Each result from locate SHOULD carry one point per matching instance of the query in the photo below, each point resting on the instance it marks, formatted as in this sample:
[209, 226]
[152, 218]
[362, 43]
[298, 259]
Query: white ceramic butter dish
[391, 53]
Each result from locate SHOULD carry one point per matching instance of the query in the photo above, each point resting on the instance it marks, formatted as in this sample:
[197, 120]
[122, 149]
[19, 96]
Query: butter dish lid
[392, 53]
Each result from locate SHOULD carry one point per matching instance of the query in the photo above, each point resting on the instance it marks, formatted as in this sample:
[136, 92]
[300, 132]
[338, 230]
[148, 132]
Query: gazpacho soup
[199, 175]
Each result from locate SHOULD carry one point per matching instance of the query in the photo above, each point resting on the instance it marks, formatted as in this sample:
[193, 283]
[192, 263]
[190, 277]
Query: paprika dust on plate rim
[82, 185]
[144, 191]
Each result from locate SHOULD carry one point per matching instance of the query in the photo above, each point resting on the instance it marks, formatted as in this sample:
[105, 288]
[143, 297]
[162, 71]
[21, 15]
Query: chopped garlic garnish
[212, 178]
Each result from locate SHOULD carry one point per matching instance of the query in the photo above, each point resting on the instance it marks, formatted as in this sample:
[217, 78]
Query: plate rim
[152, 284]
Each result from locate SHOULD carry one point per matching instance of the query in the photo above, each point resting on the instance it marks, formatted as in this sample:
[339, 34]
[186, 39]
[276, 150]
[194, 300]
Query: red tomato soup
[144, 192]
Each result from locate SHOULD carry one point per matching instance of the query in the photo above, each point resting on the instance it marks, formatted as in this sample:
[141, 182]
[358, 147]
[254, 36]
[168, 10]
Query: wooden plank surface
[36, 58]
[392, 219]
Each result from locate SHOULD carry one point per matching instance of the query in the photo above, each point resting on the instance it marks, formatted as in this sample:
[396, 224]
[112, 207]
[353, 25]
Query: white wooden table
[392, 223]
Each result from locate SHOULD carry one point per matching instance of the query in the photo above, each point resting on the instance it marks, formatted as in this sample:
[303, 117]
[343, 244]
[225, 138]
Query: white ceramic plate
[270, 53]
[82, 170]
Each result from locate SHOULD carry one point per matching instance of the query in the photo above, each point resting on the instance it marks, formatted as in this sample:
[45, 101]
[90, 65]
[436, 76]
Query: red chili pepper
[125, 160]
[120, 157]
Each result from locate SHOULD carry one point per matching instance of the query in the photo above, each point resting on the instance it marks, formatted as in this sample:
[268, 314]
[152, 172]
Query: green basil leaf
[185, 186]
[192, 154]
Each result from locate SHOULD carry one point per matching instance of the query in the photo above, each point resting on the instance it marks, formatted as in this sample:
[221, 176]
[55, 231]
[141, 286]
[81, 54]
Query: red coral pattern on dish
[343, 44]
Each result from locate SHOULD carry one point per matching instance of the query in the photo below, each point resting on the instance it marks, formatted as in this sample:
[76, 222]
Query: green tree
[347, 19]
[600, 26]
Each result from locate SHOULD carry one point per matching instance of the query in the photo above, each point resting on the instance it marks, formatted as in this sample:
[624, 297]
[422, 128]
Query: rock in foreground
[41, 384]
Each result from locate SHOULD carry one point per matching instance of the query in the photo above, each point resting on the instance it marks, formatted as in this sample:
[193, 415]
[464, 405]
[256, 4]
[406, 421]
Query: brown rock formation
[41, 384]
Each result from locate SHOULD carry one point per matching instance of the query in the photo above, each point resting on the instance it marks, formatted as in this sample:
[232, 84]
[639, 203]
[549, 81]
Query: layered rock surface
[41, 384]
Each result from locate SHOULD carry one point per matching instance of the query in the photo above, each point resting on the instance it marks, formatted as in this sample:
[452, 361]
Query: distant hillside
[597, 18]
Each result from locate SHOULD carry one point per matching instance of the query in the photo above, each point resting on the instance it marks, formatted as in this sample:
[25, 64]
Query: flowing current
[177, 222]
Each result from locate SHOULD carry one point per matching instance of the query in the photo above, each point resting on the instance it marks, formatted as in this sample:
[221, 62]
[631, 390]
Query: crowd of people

═══

Work request
Find the line with "Query: distant hillside" in the data above. Restate it and all later lines word for word, ending with the last line.

Solution for this task
Query: distant hillside
[597, 18]
Each result from locate SHOULD carry one point per matching instance of the query in the photo above, each point resting on the instance it marks, formatted as in this sample:
[25, 64]
Query: flowing current
[177, 222]
Each result from locate SHOULD carry one point per matching instance of the query in the photo above, each point resting on the instance it marks, formatted as in this sample:
[221, 62]
[631, 390]
Query: crowd of people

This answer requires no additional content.